- [Extrait du texte]
Les autorités honduriennes impliquées dans des meurtres d'enfants
Gaëlle Sévenier

 

D'après l'organisation humanitaire Casa Alianza, plus de 1 400 enfants et adolescents âgés de 10 à 23 ans ont été assassinés au Honduras depuis janvier 1998. Régulièrement, des escadrons de la mort, pour lors non identifiés, arrivent au volant de leurs voitures dans les endroits les plus pauvres des grandes villes du pays et prennent pour cible les jeunes délinquants. Aucune enquête n'est effectuée sur ces meurtres qui sont réalisés de sang froid, les autorités honduriennes les considérant comme un " nettoyage social. "

 


Delmer, ancien membre de la "Sur 13" et sa fille d'un an et demi.

- [Consigne de travail] D'après l'article sur les meurtres d'enfants au Honduras, combien d'enfants et d'adolescents y ont été assassinés depuis janvier 1998 ?

- [Données collectées]
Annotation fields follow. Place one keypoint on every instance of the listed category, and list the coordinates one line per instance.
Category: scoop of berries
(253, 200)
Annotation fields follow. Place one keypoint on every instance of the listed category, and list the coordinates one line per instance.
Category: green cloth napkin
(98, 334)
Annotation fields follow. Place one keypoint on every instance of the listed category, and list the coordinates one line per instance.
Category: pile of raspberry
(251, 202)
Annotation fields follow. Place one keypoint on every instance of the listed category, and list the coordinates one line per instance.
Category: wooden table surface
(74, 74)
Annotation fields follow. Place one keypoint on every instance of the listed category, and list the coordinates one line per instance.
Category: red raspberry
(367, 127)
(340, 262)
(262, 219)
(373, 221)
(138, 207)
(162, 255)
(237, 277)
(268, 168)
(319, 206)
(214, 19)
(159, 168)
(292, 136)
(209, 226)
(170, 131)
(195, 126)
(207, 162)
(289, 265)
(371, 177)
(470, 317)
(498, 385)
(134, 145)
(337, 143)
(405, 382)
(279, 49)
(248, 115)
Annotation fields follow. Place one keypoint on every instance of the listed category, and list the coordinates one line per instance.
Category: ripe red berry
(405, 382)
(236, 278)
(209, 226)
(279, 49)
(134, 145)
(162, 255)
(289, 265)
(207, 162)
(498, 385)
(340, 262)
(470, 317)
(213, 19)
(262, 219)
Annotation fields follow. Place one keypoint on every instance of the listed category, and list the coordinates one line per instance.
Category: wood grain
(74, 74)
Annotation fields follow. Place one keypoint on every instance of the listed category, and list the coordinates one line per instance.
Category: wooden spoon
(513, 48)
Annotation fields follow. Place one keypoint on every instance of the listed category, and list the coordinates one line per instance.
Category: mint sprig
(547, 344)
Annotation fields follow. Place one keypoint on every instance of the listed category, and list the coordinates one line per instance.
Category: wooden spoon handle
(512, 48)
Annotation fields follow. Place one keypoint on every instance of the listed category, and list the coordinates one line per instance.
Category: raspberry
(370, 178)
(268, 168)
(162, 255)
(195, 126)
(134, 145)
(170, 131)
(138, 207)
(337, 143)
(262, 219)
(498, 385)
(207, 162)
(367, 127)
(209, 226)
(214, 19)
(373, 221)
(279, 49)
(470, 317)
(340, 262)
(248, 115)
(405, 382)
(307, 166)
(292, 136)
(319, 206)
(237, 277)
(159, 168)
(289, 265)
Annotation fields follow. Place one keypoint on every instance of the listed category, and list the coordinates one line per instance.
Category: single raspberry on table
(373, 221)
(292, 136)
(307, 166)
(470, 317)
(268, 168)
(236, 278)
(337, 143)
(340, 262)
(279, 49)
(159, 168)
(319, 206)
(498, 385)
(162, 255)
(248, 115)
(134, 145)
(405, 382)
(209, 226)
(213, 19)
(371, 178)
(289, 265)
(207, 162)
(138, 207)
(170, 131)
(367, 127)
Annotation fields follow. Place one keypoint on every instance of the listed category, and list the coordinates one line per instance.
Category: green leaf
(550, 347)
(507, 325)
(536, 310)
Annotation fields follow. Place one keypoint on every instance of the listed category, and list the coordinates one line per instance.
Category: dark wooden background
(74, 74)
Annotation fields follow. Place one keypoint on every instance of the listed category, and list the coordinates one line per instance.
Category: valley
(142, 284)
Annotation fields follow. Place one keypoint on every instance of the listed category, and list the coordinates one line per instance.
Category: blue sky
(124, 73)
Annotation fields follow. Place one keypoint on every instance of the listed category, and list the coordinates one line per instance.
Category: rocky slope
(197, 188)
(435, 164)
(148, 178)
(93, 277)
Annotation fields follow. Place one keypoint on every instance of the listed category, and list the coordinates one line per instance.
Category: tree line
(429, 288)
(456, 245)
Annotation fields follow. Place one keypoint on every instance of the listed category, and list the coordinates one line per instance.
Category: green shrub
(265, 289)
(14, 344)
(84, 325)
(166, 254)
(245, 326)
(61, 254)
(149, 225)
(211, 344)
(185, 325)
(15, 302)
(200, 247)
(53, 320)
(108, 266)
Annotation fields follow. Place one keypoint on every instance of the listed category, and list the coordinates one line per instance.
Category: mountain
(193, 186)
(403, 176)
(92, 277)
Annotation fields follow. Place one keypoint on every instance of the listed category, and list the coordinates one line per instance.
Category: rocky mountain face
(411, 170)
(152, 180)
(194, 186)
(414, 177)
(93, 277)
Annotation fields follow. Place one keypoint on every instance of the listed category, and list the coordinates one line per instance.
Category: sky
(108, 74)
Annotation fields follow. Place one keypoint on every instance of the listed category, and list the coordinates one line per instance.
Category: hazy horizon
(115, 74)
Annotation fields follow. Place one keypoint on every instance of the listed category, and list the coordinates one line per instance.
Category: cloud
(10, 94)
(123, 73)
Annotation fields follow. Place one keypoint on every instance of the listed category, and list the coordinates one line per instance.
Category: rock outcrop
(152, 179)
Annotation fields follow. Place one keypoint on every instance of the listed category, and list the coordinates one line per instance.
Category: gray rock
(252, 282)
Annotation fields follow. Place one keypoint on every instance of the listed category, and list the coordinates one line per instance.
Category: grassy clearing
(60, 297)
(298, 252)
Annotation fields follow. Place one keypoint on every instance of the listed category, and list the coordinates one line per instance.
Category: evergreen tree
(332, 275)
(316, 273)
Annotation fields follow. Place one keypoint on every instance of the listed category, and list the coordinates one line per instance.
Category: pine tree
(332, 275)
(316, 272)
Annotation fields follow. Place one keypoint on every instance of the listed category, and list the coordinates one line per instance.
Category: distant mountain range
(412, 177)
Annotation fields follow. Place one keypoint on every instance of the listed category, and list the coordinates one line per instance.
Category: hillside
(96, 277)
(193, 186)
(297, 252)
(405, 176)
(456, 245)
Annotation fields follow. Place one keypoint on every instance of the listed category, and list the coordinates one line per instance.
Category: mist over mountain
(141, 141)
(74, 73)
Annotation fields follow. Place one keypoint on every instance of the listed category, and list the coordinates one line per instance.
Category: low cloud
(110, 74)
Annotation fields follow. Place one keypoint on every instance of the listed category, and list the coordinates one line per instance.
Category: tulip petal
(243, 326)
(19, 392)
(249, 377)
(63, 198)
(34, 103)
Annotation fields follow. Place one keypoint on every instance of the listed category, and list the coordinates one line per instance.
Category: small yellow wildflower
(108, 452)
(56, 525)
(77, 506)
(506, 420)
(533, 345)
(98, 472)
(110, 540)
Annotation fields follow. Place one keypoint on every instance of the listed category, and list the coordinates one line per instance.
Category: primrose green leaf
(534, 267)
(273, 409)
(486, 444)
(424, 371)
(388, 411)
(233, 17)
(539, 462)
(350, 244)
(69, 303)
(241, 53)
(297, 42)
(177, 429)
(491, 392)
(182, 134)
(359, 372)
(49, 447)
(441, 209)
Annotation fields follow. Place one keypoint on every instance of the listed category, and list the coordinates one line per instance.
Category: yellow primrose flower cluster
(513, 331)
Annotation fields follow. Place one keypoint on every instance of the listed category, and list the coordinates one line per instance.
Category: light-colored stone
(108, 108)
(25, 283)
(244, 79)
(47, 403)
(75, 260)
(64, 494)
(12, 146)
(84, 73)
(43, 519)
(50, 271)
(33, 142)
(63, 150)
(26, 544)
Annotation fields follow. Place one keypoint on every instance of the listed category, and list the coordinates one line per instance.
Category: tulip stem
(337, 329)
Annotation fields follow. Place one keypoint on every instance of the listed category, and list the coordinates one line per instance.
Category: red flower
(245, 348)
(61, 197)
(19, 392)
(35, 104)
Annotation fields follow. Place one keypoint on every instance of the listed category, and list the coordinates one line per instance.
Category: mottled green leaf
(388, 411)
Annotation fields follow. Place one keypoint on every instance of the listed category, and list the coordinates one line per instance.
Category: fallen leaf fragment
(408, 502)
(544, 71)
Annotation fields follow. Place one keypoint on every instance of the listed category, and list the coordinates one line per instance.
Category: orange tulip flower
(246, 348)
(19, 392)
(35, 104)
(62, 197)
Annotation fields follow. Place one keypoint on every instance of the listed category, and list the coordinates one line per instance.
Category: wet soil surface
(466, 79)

- [Réponse ci-dessous] Plus de 1 400 enfants et adolescents âgés de 10 à 23 ans, selon l'organisation humanitaire Casa Alianza.